-- Start Record set --

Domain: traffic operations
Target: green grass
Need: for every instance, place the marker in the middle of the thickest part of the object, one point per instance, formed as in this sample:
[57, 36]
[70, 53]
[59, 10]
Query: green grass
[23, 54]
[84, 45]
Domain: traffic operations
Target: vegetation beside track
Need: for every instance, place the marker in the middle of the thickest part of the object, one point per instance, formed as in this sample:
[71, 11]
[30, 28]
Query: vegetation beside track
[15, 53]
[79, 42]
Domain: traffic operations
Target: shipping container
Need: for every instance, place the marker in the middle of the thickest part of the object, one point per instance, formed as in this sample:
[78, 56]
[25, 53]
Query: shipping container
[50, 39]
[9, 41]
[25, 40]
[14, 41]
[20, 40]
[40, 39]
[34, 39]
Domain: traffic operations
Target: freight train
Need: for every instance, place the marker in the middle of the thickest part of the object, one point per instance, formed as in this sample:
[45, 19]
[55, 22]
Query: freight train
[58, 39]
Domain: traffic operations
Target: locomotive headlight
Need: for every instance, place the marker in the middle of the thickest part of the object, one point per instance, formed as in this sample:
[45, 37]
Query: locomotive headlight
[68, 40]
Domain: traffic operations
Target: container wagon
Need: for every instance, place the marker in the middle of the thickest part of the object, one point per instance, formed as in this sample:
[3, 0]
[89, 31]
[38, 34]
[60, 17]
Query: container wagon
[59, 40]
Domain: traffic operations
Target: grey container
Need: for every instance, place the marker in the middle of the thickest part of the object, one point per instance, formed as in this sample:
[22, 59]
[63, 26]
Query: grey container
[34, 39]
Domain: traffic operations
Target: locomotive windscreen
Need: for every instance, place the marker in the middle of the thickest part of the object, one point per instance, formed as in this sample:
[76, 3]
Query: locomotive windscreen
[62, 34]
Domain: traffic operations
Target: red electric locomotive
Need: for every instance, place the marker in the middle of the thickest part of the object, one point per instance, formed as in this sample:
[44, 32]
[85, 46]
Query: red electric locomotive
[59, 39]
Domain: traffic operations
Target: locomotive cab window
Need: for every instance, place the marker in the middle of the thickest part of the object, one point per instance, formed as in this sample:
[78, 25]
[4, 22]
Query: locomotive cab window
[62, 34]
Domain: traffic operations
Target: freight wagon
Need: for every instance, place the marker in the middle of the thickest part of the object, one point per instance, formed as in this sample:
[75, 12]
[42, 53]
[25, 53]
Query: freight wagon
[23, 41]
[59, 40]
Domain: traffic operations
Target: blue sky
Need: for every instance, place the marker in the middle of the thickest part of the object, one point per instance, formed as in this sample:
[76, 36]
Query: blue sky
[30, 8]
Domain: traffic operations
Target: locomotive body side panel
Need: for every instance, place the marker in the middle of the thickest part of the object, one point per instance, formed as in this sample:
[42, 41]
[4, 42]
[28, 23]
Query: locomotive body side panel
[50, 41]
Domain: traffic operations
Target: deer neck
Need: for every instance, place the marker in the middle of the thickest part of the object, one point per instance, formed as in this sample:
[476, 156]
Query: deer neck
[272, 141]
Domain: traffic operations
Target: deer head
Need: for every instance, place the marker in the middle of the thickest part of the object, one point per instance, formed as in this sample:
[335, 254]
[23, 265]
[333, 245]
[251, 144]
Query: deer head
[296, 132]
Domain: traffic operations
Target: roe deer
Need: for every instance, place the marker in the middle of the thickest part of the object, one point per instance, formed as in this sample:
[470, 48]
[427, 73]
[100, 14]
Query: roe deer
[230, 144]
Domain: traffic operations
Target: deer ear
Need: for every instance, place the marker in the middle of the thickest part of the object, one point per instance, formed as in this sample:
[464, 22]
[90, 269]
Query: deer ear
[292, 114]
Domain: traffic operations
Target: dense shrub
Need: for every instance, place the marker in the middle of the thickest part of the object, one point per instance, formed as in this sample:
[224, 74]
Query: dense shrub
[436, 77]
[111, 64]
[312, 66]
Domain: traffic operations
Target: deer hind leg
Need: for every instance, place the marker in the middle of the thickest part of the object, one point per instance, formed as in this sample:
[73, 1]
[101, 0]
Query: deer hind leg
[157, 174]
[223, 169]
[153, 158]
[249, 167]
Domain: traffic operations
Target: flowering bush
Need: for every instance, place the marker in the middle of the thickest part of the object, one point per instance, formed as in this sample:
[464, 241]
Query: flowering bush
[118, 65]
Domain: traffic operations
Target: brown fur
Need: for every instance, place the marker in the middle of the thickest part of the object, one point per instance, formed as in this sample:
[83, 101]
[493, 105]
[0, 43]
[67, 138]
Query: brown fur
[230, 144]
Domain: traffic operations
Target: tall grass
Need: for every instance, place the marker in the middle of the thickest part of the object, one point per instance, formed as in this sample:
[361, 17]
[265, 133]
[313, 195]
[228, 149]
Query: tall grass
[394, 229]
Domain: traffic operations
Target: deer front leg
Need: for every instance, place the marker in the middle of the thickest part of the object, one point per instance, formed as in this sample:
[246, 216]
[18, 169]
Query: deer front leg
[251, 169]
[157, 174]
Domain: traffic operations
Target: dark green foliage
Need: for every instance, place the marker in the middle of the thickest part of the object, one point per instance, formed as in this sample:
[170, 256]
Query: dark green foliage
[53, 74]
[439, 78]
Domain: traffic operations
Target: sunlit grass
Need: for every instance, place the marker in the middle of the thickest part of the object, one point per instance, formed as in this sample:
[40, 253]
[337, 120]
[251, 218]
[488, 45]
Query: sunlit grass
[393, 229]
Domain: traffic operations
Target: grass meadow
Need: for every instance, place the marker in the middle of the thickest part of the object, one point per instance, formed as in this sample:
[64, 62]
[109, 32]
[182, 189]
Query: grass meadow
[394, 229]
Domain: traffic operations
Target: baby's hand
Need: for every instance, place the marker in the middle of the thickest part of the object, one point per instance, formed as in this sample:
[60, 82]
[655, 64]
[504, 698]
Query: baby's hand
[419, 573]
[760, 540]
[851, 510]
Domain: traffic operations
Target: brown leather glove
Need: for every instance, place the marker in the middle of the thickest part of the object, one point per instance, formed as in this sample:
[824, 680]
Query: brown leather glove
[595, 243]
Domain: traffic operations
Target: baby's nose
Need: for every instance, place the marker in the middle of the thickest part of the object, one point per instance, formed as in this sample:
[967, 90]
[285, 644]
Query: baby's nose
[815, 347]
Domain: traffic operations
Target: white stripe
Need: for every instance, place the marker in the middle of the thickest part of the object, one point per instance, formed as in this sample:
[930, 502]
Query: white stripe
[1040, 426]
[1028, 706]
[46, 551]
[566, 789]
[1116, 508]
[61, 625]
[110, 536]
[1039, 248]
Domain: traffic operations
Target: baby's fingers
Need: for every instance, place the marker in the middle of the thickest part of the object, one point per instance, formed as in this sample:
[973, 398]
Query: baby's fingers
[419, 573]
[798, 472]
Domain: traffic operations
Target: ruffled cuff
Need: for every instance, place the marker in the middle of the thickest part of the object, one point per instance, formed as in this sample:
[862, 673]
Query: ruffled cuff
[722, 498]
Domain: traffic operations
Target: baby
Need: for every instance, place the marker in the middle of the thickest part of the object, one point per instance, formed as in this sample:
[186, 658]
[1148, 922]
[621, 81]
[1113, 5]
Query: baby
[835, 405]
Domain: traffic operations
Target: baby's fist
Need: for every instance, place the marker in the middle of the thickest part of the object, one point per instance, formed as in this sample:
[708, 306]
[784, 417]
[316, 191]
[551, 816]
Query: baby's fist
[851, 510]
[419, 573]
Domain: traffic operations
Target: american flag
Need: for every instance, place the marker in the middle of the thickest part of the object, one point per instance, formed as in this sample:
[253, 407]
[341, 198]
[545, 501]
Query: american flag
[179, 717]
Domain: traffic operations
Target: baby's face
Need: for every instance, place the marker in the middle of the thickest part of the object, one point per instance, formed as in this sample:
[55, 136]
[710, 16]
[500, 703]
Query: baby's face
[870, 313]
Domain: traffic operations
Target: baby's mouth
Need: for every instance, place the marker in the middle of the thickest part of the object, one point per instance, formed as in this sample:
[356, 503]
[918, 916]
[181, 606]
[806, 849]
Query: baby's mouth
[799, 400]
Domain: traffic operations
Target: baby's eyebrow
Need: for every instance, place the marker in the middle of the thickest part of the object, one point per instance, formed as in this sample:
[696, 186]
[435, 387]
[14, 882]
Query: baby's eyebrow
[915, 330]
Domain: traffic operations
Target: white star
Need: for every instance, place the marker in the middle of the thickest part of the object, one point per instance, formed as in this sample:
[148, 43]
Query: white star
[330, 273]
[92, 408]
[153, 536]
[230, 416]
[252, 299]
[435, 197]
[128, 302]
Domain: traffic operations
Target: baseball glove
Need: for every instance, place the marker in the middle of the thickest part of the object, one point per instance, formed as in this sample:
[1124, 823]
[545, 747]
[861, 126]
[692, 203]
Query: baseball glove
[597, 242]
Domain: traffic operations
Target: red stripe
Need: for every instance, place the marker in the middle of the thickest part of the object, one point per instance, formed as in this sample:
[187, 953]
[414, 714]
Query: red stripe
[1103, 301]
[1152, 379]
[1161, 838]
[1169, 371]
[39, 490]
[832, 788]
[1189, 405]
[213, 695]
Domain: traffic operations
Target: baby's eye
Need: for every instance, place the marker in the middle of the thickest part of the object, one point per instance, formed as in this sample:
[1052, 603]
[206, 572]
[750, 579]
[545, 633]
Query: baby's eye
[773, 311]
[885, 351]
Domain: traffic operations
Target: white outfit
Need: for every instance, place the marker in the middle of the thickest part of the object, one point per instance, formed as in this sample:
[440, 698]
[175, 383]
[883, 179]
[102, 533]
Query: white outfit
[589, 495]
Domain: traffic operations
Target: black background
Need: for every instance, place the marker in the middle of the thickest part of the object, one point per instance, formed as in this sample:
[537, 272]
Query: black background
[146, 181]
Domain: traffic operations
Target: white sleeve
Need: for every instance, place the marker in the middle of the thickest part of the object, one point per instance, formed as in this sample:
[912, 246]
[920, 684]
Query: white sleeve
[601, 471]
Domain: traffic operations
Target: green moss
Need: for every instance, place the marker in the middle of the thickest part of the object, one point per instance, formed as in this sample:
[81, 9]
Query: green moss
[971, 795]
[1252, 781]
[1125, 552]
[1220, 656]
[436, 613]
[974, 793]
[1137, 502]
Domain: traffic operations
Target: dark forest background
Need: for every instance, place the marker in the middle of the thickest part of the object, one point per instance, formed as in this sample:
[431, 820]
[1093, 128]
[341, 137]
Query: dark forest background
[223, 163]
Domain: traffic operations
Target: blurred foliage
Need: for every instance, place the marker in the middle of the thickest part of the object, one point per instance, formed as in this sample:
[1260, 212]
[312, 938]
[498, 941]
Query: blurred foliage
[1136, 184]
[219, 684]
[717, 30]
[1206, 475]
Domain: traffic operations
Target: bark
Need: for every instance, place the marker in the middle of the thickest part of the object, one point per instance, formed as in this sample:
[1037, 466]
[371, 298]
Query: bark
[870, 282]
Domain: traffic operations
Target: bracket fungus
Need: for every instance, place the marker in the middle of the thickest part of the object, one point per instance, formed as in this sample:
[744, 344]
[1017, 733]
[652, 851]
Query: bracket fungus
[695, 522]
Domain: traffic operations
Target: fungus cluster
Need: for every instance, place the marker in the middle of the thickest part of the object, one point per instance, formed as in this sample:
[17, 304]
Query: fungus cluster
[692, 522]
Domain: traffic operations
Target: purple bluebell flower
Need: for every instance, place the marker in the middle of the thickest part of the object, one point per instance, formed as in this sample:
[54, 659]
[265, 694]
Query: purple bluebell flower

-- End Record set --

## Aim
Copy out each line of the listing above that contains the string "train", treating uppercase and lowercase letters as different.

## Solution to the exercise
Target: freight train
Query: freight train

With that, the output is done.